Problem to solve:
Reproduce exactly, with no other output, every line of the data below from the line containing "In this photo, each instance of the boat antenna" to the end, inclusive.

(Entries from a point annotation set)
┄┄┄┄┄┄┄┄┄┄┄┄┄┄┄┄┄┄┄┄
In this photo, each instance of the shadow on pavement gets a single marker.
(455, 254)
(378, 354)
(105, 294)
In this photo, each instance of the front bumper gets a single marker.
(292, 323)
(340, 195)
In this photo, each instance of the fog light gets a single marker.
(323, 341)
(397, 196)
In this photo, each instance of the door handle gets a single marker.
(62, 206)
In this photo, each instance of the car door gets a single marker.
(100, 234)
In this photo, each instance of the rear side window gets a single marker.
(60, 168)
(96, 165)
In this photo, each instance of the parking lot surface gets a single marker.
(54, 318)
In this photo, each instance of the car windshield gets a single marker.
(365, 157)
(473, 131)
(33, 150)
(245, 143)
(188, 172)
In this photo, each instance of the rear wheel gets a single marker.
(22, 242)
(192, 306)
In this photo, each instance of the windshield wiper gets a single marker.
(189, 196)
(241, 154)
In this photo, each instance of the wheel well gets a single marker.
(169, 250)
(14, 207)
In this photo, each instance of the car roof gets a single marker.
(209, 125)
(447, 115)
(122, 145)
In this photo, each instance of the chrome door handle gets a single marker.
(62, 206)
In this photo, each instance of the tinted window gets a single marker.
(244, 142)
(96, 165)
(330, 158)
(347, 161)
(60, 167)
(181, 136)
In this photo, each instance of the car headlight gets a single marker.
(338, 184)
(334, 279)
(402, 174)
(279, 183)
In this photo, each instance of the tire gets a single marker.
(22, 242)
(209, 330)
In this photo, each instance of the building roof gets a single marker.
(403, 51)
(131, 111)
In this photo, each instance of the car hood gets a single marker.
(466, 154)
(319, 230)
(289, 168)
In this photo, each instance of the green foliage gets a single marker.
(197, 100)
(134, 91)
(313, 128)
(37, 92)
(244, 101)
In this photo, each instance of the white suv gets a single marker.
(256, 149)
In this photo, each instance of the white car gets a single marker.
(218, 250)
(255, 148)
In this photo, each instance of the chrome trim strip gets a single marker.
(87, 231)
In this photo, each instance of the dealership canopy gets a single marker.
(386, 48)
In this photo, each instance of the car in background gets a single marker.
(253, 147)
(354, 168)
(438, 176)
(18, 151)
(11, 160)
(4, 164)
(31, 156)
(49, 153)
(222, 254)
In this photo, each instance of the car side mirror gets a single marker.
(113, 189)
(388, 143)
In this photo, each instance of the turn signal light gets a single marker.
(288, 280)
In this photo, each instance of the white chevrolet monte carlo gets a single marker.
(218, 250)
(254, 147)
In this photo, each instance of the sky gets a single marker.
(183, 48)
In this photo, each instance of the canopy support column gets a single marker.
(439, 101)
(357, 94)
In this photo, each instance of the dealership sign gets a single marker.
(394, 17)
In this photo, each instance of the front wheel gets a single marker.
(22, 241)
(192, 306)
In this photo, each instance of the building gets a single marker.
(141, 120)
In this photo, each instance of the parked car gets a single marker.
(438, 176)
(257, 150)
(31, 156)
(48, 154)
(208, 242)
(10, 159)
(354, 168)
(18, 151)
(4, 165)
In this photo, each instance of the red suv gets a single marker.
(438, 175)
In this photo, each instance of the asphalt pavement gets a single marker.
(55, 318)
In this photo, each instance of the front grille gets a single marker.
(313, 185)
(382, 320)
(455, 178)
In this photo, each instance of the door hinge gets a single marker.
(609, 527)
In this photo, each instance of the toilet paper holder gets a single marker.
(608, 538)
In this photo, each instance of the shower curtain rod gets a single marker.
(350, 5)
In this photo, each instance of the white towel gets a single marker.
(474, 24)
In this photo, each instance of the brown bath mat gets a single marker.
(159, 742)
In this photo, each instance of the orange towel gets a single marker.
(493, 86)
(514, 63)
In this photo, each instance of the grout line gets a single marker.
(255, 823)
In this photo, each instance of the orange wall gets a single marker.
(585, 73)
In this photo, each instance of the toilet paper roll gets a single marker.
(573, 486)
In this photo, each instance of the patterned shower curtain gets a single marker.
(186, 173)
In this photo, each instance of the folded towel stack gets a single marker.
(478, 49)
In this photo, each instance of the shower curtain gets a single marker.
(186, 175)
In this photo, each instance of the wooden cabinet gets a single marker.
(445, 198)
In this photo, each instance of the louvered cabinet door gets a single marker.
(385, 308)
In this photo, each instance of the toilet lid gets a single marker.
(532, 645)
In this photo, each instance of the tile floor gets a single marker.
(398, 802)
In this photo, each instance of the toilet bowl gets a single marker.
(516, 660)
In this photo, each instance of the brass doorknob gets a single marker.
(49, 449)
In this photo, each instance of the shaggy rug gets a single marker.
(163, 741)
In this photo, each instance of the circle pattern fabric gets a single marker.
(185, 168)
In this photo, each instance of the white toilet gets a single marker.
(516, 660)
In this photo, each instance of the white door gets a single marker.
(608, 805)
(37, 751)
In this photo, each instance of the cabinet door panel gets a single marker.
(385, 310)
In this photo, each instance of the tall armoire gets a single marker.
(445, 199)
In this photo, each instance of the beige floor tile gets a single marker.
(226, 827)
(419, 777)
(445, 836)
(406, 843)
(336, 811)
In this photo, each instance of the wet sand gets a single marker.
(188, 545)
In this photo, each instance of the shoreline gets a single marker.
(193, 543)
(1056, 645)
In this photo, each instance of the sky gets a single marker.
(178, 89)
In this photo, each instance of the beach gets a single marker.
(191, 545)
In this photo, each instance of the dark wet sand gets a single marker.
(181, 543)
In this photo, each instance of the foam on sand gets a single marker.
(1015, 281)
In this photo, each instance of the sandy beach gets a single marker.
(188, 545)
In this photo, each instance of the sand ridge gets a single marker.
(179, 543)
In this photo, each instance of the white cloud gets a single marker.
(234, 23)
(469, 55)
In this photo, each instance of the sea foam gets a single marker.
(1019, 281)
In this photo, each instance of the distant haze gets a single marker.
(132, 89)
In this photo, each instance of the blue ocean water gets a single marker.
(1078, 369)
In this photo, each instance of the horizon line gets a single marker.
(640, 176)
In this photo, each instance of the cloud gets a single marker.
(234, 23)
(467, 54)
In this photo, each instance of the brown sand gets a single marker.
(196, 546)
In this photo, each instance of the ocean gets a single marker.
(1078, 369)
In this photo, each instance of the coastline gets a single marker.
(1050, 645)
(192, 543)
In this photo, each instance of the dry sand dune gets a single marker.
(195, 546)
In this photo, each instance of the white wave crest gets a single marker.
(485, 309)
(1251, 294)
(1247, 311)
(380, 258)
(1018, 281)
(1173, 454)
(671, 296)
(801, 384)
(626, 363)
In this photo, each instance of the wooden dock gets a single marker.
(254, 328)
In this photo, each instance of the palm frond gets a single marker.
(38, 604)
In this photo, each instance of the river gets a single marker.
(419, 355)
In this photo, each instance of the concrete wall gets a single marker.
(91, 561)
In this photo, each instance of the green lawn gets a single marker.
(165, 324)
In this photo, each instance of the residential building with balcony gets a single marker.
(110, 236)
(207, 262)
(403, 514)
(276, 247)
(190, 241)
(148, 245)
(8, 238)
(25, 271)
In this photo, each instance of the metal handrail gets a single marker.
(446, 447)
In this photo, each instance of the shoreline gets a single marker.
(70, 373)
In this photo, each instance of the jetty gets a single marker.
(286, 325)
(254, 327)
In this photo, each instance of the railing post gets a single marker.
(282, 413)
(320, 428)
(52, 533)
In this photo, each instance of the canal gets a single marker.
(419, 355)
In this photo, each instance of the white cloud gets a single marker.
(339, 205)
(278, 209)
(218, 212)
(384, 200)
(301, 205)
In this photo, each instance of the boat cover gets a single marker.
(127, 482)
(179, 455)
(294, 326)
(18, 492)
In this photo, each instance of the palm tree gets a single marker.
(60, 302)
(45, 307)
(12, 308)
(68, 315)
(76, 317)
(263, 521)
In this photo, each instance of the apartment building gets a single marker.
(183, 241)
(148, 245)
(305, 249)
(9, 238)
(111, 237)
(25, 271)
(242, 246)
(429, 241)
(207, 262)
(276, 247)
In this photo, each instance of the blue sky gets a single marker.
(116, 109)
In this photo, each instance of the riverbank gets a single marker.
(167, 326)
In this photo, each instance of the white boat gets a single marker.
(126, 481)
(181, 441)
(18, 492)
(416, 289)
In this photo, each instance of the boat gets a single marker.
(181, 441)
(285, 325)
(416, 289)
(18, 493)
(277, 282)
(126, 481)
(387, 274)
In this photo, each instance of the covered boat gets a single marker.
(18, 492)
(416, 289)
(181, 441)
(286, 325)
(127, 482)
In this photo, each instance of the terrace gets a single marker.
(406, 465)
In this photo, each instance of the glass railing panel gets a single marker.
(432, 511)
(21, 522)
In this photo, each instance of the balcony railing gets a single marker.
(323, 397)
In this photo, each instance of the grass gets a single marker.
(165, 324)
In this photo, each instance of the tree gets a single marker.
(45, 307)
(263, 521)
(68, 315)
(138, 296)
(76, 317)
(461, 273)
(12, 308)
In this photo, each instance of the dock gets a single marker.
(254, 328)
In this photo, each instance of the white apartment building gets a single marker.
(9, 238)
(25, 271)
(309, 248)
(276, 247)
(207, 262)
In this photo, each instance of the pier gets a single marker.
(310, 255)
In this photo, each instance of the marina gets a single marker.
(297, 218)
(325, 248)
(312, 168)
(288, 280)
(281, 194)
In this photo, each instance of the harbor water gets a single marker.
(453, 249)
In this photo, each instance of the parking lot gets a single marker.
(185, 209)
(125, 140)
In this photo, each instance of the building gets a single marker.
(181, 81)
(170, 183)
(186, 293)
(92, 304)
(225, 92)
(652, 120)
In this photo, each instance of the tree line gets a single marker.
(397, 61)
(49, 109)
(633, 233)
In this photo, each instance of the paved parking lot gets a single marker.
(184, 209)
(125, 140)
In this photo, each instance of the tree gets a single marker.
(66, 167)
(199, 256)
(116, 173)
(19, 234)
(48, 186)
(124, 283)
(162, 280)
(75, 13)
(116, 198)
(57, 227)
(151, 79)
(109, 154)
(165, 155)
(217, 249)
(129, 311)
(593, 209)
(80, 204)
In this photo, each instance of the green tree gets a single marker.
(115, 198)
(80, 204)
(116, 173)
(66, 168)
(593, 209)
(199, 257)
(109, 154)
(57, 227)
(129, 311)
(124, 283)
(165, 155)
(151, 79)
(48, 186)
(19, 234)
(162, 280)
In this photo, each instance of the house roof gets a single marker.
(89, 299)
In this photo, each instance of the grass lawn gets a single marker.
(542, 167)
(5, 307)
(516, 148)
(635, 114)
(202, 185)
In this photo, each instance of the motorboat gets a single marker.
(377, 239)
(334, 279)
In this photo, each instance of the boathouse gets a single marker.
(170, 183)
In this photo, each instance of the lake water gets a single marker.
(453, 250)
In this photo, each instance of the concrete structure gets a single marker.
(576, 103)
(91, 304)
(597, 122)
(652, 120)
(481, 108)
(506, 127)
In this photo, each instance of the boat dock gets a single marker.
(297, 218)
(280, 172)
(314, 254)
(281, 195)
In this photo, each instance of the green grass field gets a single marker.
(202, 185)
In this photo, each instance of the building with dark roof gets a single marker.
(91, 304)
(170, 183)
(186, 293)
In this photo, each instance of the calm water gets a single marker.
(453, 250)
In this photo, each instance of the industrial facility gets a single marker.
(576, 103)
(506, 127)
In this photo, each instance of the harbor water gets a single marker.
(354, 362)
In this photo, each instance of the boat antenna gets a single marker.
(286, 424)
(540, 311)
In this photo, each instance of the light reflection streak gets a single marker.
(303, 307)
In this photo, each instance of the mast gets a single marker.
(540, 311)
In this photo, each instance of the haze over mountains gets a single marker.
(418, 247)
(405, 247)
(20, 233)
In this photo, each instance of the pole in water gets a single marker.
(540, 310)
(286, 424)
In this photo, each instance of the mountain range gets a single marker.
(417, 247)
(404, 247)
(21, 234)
┄┄┄┄┄┄┄┄┄┄┄┄┄┄┄┄┄┄┄┄
Output of the task:
In this photo, each instance of the boat antenna gets a single marker.
(286, 424)
(540, 311)
In this photo, each instance of the light reflection streak gets a single marker.
(303, 307)
In this photo, each instance of the mast gets a single marker.
(540, 311)
In this photo, each instance of the haze over mountains gets a single marker.
(418, 247)
(405, 247)
(20, 233)
In this photo, each instance of the pole in water gets a single marker.
(540, 310)
(286, 424)
In this photo, each instance of the mountain range gets a single marker.
(417, 247)
(404, 247)
(21, 234)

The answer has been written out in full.